* YOUR ASSIGNMENT: From the line with "Your objective is to locate every instance of water" to the line with "Your objective is to locate every instance of stone", retype every line exactly, including those two, and leave out the rest of the data below.

THE DATA Block Start

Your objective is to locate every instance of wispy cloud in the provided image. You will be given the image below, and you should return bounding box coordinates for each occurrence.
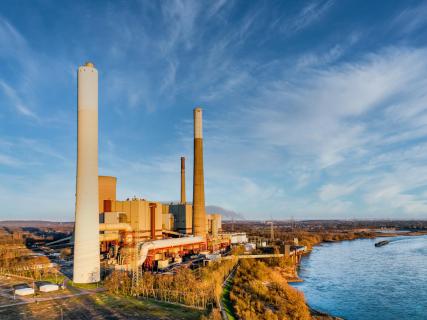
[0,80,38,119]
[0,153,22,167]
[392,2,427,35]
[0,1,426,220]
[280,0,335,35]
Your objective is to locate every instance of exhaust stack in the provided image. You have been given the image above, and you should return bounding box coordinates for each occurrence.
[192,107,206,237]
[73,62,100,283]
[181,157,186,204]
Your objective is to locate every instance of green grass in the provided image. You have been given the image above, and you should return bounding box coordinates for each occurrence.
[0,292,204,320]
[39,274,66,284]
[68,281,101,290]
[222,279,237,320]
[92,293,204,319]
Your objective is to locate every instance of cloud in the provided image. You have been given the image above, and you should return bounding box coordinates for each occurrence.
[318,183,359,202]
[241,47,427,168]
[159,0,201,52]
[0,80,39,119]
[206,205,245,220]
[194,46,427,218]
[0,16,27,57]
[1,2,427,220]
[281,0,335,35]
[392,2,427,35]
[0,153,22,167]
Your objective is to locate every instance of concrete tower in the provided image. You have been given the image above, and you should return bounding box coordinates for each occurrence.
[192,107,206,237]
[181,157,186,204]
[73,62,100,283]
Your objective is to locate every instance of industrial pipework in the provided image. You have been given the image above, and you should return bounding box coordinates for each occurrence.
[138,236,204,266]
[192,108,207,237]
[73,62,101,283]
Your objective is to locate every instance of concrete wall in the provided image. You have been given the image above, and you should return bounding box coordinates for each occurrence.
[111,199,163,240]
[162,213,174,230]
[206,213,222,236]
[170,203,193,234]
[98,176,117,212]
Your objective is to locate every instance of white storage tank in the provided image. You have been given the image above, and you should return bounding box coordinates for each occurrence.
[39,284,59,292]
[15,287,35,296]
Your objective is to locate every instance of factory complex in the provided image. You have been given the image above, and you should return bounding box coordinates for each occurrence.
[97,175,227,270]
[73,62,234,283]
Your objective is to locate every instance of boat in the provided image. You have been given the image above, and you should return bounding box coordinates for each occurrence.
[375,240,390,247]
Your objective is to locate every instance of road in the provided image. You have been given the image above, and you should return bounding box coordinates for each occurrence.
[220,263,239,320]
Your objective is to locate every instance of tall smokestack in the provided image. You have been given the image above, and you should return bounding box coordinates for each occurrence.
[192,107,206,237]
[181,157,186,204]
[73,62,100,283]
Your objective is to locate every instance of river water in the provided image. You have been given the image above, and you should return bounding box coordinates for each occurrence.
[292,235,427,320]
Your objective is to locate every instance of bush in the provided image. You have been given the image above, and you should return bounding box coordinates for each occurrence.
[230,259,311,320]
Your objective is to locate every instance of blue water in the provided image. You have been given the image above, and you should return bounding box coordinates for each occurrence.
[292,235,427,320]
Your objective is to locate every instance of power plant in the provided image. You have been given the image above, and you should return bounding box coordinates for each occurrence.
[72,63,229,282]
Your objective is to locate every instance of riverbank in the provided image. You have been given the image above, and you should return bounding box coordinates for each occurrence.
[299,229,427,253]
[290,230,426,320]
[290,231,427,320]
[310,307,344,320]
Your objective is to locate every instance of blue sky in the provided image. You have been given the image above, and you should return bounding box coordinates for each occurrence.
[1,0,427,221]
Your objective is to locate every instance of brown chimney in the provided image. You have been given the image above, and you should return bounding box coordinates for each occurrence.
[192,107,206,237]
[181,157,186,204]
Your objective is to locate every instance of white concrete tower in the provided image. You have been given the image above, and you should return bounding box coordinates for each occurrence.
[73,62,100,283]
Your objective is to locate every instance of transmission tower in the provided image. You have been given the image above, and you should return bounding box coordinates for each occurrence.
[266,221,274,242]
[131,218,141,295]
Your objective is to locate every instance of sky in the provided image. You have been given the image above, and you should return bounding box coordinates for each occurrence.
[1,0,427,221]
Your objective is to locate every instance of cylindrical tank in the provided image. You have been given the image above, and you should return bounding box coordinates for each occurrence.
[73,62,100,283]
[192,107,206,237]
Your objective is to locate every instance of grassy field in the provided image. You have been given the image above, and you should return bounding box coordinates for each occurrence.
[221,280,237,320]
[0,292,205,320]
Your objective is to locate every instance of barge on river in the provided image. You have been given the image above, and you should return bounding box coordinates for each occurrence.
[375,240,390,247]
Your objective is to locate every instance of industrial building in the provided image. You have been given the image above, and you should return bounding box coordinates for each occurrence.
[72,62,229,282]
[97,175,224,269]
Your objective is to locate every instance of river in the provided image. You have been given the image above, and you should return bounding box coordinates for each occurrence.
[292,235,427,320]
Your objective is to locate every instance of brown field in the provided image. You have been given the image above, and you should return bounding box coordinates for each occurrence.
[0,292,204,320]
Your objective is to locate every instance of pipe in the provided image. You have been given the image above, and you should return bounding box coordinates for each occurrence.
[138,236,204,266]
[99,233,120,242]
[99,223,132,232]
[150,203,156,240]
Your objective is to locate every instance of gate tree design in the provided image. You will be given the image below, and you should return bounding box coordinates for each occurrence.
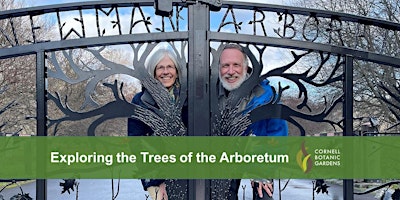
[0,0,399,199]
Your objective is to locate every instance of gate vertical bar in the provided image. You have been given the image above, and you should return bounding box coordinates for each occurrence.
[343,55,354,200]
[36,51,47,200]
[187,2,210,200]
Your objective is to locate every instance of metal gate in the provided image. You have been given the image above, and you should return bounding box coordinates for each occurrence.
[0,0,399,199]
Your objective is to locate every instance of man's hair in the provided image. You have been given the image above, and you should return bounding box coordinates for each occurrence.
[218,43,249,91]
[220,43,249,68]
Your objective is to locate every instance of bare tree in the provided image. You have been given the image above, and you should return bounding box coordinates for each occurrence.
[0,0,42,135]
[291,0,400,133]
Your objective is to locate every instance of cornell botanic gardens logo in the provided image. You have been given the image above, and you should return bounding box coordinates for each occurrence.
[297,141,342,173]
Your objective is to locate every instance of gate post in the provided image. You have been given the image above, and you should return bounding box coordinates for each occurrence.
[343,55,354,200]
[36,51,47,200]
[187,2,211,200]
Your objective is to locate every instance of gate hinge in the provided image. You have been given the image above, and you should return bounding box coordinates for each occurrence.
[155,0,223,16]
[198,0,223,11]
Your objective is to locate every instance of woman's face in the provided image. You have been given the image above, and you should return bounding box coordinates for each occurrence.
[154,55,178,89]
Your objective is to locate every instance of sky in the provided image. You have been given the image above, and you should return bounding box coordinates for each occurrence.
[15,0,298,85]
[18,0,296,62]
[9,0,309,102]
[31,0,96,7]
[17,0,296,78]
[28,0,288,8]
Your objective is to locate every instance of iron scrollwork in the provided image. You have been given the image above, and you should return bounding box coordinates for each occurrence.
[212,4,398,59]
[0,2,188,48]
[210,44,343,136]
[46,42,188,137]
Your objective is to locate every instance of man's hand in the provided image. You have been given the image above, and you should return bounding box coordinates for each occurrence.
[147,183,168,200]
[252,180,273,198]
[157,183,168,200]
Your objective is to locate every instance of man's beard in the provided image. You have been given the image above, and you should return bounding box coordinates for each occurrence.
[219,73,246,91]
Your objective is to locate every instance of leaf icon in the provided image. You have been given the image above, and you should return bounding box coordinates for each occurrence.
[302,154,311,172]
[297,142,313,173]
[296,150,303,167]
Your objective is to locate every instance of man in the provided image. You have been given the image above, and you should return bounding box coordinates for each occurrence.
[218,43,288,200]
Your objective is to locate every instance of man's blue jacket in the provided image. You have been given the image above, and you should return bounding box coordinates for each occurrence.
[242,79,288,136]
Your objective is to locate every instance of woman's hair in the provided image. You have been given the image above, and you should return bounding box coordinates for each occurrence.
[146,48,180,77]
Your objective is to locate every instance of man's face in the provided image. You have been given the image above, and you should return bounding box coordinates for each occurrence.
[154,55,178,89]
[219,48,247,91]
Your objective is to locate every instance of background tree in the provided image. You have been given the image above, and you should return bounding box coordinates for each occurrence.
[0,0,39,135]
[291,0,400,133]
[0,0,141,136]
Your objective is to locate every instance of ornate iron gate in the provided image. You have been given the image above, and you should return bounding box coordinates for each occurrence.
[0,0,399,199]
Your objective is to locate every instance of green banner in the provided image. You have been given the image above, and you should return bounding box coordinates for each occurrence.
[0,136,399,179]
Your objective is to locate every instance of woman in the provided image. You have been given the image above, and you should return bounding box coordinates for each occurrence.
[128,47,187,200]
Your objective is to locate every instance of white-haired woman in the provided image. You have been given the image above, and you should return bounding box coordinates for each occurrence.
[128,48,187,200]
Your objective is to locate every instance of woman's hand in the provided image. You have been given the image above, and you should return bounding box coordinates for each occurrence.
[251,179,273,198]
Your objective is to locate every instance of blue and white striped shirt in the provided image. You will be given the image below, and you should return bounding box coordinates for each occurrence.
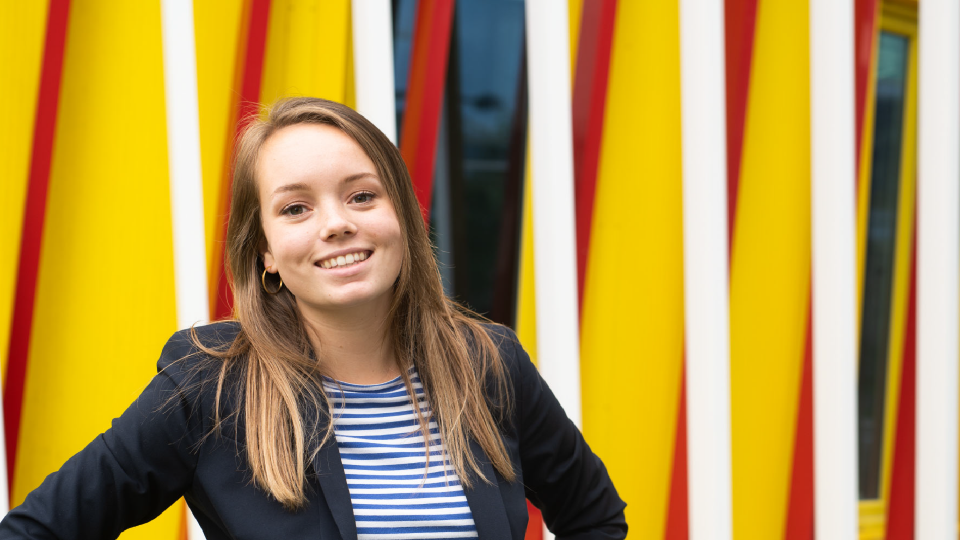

THE DATA Block End
THE DATA Block Start

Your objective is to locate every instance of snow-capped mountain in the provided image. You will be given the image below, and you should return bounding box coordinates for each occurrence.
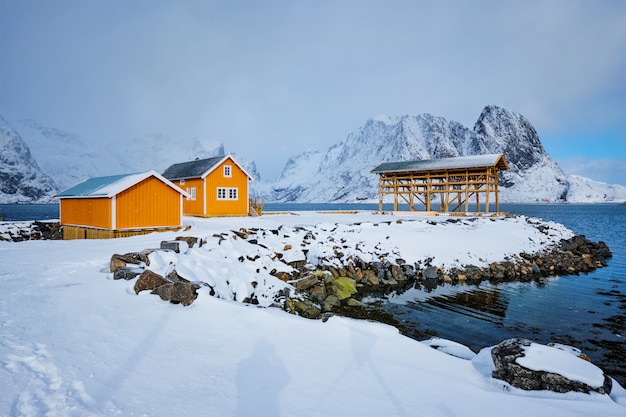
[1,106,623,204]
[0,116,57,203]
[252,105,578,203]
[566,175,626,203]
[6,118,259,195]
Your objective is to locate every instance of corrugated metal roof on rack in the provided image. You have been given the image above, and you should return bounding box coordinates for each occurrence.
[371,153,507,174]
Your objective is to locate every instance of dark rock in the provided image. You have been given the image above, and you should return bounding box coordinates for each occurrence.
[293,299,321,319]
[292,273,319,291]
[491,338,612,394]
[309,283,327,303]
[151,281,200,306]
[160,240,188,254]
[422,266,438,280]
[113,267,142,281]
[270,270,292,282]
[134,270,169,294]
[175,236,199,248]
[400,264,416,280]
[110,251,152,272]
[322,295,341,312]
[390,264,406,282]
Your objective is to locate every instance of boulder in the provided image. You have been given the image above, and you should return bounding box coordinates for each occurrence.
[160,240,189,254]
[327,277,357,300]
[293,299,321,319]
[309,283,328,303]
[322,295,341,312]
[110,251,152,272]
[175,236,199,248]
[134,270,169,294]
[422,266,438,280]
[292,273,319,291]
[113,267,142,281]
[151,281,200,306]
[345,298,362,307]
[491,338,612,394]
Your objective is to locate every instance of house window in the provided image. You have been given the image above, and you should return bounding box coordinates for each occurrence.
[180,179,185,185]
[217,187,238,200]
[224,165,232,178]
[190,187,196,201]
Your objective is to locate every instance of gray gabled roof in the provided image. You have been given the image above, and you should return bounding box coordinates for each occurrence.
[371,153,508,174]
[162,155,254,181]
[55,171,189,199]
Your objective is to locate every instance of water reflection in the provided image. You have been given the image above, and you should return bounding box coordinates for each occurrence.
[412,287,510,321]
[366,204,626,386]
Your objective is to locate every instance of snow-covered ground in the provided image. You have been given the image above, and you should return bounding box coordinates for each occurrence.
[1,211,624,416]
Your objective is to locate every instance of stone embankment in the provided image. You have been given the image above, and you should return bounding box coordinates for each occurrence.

THE DATA Block End
THE DATA Block Start

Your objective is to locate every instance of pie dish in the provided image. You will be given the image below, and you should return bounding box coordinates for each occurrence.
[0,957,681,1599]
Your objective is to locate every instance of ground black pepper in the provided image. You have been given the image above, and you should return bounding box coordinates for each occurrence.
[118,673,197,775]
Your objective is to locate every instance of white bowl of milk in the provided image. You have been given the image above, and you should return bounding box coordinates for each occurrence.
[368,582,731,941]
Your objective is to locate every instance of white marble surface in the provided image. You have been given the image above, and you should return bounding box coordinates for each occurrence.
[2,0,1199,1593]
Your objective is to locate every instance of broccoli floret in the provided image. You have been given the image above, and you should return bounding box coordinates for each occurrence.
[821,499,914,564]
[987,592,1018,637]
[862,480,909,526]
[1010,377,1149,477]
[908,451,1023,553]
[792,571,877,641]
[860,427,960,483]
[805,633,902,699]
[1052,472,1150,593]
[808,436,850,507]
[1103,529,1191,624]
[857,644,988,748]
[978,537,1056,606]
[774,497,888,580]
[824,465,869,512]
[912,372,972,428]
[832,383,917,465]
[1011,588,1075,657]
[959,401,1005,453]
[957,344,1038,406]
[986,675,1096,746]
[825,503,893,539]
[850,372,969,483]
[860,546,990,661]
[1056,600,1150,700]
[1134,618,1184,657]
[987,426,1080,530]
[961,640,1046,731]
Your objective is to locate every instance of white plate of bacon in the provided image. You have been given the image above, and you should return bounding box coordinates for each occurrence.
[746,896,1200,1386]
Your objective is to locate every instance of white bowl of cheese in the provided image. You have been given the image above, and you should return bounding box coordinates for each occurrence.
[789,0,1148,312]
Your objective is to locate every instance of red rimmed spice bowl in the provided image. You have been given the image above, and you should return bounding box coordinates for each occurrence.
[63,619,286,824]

THE DATA Block End

* SOLUTION TO THE EXERCISE:
Your objective is to locate every instance of water reflection in the provided image. You have been given the image above, and you should return bounding box coordinates for each occurrence.
[412,287,510,321]
[366,204,626,386]
Your objective is to locate every instance of snow-covered ground in the provided image. You have been given the image above, and you should return bounding box coordinates for each occurrence.
[1,211,624,416]
Your objective is to locate every instance of stone embankment in the provided image. You have been given the image above, and you should return bounding box coordinates for each occurrence.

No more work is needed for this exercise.